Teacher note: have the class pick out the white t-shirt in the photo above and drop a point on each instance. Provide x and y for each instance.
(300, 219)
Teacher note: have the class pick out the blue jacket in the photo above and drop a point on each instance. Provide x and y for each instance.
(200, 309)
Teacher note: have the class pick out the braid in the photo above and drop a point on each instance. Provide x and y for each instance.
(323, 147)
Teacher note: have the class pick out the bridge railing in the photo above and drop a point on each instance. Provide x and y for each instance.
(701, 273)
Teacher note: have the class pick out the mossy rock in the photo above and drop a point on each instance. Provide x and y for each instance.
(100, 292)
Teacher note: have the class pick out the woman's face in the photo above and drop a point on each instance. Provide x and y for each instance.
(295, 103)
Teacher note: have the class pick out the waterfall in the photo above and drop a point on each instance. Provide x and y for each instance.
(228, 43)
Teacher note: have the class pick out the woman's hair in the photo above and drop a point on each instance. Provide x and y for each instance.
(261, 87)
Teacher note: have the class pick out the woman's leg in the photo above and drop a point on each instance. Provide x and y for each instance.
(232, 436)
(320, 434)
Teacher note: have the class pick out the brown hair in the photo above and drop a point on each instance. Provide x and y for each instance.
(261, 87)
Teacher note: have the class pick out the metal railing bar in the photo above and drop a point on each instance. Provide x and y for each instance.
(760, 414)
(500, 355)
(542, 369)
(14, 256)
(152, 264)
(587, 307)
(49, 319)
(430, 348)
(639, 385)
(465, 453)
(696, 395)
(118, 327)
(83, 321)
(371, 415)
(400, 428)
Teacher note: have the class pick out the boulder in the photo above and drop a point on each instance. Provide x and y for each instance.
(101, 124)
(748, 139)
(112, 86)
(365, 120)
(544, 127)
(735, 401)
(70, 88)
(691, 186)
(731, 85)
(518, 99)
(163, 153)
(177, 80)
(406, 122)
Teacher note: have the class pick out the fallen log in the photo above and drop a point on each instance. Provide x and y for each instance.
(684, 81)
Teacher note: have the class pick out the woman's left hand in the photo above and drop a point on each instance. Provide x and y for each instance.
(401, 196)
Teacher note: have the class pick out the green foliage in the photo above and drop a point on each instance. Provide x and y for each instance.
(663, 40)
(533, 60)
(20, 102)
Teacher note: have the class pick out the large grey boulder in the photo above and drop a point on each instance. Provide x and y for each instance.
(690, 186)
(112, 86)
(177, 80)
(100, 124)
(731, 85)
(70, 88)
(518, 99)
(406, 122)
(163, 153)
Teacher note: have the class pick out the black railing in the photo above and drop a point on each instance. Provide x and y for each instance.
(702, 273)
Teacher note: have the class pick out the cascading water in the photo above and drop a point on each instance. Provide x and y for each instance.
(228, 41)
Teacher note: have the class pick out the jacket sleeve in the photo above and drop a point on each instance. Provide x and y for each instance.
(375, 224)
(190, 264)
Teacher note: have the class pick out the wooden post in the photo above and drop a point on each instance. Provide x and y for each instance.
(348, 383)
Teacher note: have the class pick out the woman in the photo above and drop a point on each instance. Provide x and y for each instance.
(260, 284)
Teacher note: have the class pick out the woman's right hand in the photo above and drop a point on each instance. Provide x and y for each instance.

- - -

WHAT YOU NEED TO DO: Turn the lines from the one containing "Teacher note: have the class pick out the woman in" through the end of the records into a JSON list of strings, one string per line, leaving out any blank lines.

TASK SOLUTION:
[
  "Teacher note: have the class pick out the woman in the photo above and drop a point on each instance. Provide x and y for each instance.",
  "(260, 284)",
  "Teacher note: have the class pick out the woman's right hand in the photo above and drop a point on each instance. Provide x and y for each instance."
]